*TEXTE À LIRE*

Charles Emmanuel Talbot et son chien

Pourquoi ne pas confier ce texte au journal qu’il lit ?

J’ai vu quelquefois dans les champs le jeune enfant auprès du laboureur — fraîche fleur à côté d’un blé mûr ; l’enfant suit à petits pas le pénible sillon ; il s’arrête un moment.

Il cueille une herbe, il jette, comme l’oiseau, quelques notes en l’air — gai ramage du cœur — reprend sa marche au plus vite ; le père, courbé sur sa charrue, se retourne de temps en temps pour s’assurer que l’enfant est là ; il l’appelle, il le regarde avec tendresse, et lui sourit dès qu’il approche.

« À quoi, me disais-je, tout ce badinage ? L’enfant n’est qu’un embarras ou une distraction pour le travailleur ? » Ignorant que j’étais ! c’est une force secrète, au contraire, un courage, un espoir, un renouvellement continu : au fond de ce sol qu’il creuse, le laboureur voit bien plus qu’un grain prêt à germer, il voit cet enfant.

*ACTION DEMANDÉE*
Rédigez la suite du texte ci-dessus sur l'enfant et le laboureur, s'il vous plaît, en commençant juste après sa dernière phrase.

*DONNÉES FOURNIES*
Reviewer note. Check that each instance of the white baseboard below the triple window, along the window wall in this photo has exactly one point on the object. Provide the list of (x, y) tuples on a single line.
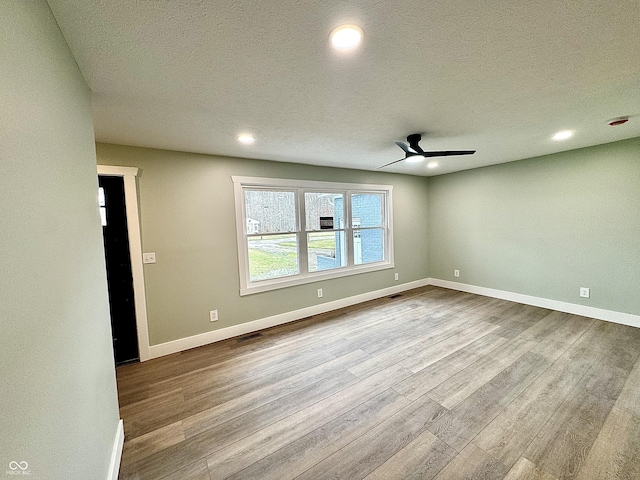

*RÉSULTAT DE L'EXERCICE*
C’est là son vivant épi, sa riche et riante moisson : Oh ! que d’échanges touchants et de doux mystères entre ces deux êtres ! ce front trempé de sueur, l’enfant l’essuie, ces bras fatigués, il les délasse, — cette âme appesantie, il la réveille, il la remplit de parfum et d’amour. Tandis que l’homme ouvre un sillon sur la terre, l’enfant, à son insu, en ouvre un dans les cieux ; il y a d’infinies perspectives et toute une éternité dans l’enfant, messager divin, arrivé d’hier, il nous révèle l’avenir et la vie même, pour ainsi dire : avec lui, le cœur est jeune et refleurit sans cesse.

Théophile Dufour.

 

La Presse (Montréal), 17 mars 1900.

Charles-Emmanuel Talbot est le fils de feu Charles et d’Emma Talbot.